◆ Directive 1
Pick out every line of the listing below that contains the word "dark", and copy each one in full. Case counts.

**** Document extract

Hawaiki is a rich, many-sided place in Māori history, mythology and tradition. It is often referred to in songs, proverbs and genealogies. For example, parents welcome their newborn children with the phrase:
E taku pōtiki, kua puta mai rā koe i te toi i Hawaiki.
My child, you are born from the source, which is at Hawaiki.
Similarly, orators farewell the dead with the phrase:
E ngā mate, haere ki Hawaiki,
Ki Hawaiki nui, ki Hawaiki roa, ki Hawaiki pāmamao.
To the dead, depart to Hawaiki,
To great Hawaiki, to long Hawaiki, to distant Hawaiki.
Hawaiki is the place from which we are born, and it is where we go after we die. Hawaiki, therefore, is deeply associated with the cycle of birth, life and death.
Orator Kepa Ehau of Ngāti Tarāwhai and Ngāti Whakaue made many eloquent speeches that are still quoted today. One of these, delivered at the funeral of a returned soldier around 1937, gives another insight into the meaning of Hawaiki. It concludes:
‘Te otinga o tāua te tangata, ko Hawaiki-nui, ko Hawaiki-roa, ko Hawaiki-pāmamao. Haere rā i a koe ka kōpikopiko atu ki Te-Hono-i-wairua, ki te kāpunipunitanga o te wairua.’ (The inevitable destiny of mortal men, Hawaiki-nui, Hawaiki-roa, Hawaiki-pāmamao farewell you as you wend your way to Hono-i-wairua, the meeting place of departed souls.)

********
**** Input rows

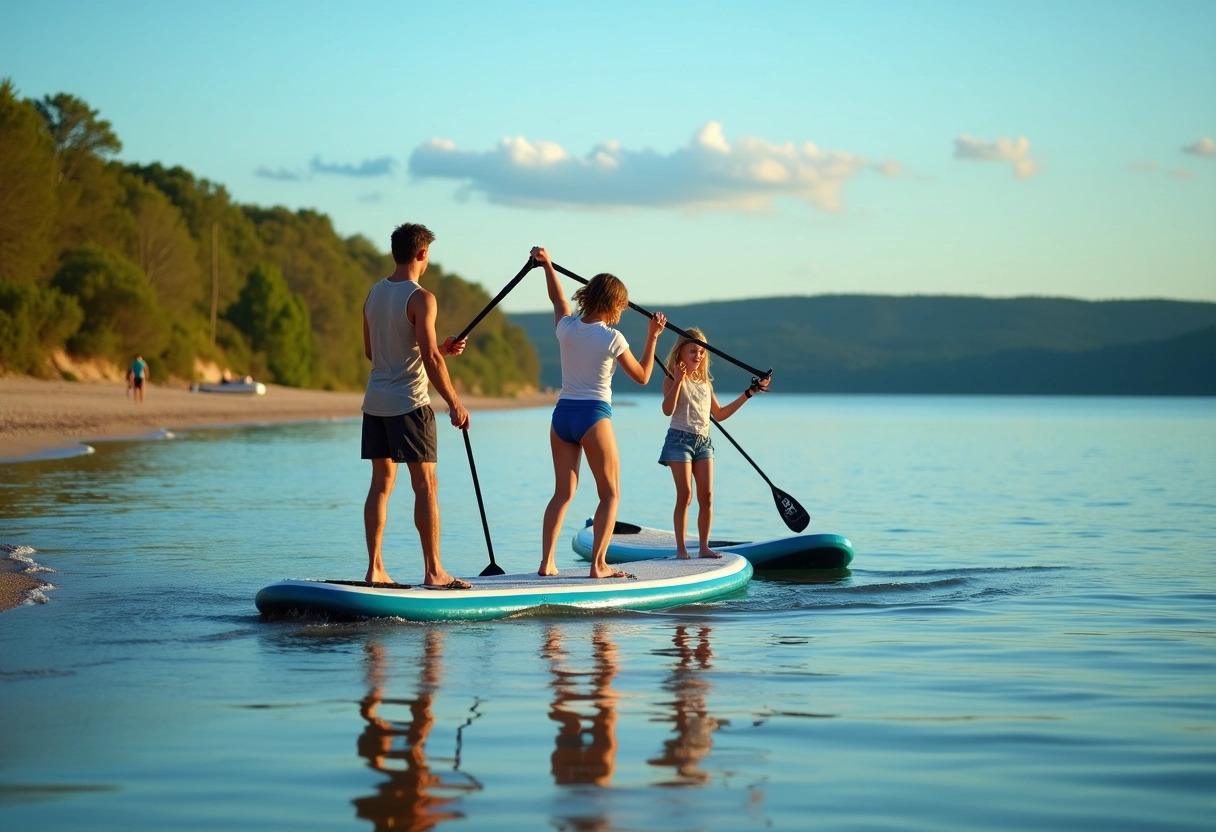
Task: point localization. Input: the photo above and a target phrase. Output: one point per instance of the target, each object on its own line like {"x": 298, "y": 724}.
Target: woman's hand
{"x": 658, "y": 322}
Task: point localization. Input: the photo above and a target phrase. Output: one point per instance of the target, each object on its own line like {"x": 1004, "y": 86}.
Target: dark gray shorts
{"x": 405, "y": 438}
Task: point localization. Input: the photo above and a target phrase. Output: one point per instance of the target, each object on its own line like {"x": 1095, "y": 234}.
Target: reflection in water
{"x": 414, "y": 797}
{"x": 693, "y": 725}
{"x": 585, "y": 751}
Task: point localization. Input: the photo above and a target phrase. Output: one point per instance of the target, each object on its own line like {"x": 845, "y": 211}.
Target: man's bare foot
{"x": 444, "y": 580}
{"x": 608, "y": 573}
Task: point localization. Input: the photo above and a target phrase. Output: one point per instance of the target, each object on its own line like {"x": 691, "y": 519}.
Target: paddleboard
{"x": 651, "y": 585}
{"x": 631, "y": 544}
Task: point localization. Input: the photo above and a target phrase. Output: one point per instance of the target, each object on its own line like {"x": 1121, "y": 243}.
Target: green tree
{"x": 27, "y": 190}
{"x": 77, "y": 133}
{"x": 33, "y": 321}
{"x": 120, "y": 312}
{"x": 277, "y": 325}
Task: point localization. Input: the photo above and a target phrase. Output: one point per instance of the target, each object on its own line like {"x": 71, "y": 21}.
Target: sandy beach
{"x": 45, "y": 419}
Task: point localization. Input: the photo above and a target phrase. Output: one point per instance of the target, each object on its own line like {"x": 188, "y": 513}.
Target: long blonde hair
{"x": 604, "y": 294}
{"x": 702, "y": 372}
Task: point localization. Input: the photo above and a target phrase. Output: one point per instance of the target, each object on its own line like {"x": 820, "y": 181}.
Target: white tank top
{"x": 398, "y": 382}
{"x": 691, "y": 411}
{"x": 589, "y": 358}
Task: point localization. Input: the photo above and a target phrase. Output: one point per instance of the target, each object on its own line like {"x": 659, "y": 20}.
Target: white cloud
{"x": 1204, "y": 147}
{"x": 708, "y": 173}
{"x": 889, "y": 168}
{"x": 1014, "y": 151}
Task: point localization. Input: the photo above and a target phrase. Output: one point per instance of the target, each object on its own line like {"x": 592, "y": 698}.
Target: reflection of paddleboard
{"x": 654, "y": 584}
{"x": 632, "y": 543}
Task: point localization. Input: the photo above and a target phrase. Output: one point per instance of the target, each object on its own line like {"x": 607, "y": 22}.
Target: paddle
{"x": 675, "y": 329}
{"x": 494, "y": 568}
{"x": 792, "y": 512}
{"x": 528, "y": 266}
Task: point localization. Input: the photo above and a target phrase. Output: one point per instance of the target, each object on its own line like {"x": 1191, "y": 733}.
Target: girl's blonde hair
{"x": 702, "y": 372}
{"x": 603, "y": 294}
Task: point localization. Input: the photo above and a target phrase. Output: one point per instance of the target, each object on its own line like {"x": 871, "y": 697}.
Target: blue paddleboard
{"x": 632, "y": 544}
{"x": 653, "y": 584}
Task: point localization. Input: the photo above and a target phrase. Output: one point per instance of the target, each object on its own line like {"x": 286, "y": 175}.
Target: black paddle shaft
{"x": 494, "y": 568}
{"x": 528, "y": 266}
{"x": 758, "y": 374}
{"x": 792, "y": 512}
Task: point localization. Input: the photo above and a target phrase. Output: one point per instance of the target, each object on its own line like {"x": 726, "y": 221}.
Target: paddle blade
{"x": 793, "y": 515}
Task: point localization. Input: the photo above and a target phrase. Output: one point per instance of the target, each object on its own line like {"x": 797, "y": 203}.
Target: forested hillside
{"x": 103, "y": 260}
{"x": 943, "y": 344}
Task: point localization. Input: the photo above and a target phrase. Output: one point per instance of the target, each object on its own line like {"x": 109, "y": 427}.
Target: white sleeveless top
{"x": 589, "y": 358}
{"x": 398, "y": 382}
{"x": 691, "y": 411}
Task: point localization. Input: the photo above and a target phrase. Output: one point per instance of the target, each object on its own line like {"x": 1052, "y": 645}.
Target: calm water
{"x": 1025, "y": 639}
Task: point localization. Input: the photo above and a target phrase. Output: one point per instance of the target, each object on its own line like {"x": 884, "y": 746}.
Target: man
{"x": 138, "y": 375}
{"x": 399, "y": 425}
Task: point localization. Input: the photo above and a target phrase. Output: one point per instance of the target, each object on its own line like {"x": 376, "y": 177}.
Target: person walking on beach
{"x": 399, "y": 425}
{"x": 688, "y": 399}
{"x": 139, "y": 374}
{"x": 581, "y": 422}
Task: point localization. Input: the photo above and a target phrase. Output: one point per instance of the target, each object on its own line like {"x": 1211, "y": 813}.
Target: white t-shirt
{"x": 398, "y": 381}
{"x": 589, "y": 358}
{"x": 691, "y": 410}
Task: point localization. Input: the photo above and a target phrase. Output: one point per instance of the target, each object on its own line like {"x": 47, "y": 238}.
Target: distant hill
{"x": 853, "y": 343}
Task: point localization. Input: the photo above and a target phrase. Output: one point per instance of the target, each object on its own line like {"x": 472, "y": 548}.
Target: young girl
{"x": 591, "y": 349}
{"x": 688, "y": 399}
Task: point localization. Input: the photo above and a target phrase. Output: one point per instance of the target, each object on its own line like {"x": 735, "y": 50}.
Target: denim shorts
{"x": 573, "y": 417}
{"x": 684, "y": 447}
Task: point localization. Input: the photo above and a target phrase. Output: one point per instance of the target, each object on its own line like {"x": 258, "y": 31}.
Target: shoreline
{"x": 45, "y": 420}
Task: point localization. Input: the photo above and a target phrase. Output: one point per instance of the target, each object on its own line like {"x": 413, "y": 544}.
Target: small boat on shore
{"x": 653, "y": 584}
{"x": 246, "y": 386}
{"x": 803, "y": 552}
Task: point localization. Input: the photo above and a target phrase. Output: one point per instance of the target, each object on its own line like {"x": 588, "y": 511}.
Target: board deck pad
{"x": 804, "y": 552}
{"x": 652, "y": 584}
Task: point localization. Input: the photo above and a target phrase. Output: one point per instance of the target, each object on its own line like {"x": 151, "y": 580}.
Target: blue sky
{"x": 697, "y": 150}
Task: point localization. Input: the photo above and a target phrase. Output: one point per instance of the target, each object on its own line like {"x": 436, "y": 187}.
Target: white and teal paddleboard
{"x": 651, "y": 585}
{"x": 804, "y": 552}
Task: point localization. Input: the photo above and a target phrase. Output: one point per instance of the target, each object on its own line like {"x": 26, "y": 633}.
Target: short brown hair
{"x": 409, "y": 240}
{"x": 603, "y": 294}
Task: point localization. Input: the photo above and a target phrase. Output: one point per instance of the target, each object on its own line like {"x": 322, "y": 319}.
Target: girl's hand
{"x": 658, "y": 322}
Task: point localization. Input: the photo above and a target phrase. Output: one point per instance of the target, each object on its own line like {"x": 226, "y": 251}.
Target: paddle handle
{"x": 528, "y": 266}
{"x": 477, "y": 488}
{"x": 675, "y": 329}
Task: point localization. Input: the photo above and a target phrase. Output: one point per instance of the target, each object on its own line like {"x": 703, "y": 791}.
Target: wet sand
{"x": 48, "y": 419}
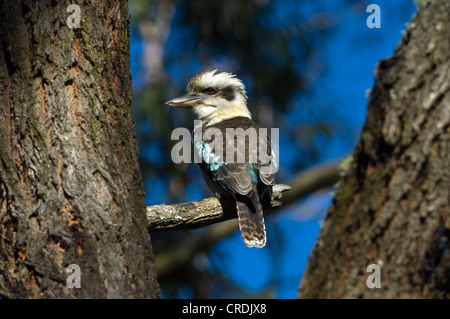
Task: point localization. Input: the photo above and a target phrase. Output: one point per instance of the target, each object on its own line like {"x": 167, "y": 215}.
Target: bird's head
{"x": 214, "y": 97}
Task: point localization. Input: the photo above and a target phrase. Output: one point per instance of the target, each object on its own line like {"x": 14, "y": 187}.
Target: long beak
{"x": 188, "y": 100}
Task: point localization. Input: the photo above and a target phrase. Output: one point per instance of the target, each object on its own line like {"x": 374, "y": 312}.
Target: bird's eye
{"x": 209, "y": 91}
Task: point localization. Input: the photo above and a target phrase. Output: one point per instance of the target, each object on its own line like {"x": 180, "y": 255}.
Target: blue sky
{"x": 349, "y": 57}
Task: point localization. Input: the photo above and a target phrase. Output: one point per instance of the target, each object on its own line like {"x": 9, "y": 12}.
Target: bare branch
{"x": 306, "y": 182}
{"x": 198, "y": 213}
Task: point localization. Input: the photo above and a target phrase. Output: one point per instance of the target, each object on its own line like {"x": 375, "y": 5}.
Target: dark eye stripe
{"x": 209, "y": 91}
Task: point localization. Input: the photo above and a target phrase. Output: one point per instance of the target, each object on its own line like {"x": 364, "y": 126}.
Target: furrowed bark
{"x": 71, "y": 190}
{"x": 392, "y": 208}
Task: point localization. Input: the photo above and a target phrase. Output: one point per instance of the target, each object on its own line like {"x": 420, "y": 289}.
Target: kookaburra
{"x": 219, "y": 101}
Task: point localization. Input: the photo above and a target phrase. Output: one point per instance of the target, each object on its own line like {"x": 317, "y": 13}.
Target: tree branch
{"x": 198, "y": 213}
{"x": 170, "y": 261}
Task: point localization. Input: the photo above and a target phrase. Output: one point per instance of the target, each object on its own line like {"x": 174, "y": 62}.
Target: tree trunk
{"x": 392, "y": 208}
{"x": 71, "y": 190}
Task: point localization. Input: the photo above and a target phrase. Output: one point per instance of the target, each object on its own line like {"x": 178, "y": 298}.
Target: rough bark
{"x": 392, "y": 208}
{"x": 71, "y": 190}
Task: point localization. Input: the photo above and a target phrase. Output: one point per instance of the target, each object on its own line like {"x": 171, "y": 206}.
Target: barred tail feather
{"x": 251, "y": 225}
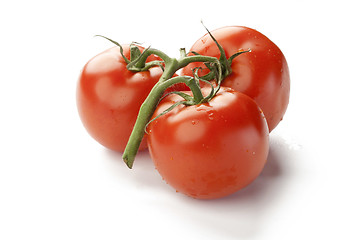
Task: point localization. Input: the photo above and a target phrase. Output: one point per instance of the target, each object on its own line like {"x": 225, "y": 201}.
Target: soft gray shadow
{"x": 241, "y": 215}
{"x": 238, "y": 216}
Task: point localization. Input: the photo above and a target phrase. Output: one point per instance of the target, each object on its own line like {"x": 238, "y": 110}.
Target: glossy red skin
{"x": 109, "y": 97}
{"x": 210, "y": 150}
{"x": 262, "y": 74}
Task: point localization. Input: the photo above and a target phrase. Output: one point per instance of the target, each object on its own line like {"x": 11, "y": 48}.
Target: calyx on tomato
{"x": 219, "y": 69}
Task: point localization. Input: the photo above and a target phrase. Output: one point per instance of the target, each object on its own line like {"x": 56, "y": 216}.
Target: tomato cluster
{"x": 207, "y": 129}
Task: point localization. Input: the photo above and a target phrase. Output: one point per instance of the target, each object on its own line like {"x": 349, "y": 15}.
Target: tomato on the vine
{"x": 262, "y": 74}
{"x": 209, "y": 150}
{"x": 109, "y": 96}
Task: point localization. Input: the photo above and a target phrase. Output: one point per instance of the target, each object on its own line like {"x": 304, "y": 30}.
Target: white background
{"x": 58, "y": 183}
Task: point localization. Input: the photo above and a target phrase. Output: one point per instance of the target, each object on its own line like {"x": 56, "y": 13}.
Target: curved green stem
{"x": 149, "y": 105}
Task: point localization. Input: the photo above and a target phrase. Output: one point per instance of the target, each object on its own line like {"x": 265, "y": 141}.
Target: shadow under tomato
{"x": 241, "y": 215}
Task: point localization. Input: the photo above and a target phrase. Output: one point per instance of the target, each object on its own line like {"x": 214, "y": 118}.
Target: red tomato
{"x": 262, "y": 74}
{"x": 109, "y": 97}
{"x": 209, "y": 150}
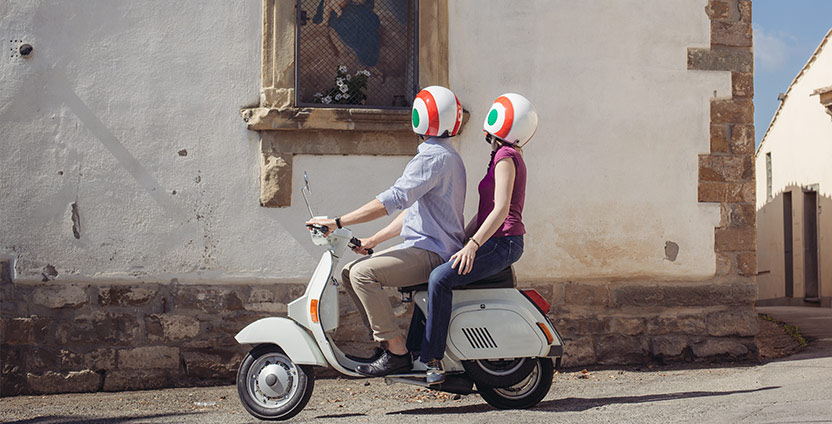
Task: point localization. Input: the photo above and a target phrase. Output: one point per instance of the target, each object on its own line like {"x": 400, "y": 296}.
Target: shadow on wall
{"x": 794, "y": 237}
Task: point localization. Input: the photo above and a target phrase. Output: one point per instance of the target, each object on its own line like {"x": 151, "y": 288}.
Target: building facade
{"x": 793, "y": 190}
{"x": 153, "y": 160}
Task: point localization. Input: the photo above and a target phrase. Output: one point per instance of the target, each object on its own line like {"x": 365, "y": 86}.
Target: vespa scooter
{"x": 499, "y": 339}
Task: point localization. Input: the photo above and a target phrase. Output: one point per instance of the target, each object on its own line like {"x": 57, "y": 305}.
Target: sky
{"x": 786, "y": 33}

********

◆ Directive 2
Repeat the passage on Hawaiki verbatim, from "To the dead, depart" up to and including "life and death.".

◆ Full output 1
Target: dark gray shorts
Target: dark eye stripe

◆ Full output 2
To the dead, depart to Hawaiki,
To great Hawaiki, to long Hawaiki, to distant Hawaiki.
Hawaiki is the place from which we are born, and it is where we go after we die. Hawaiki, therefore, is deeply associated with the cycle of birth, life and death.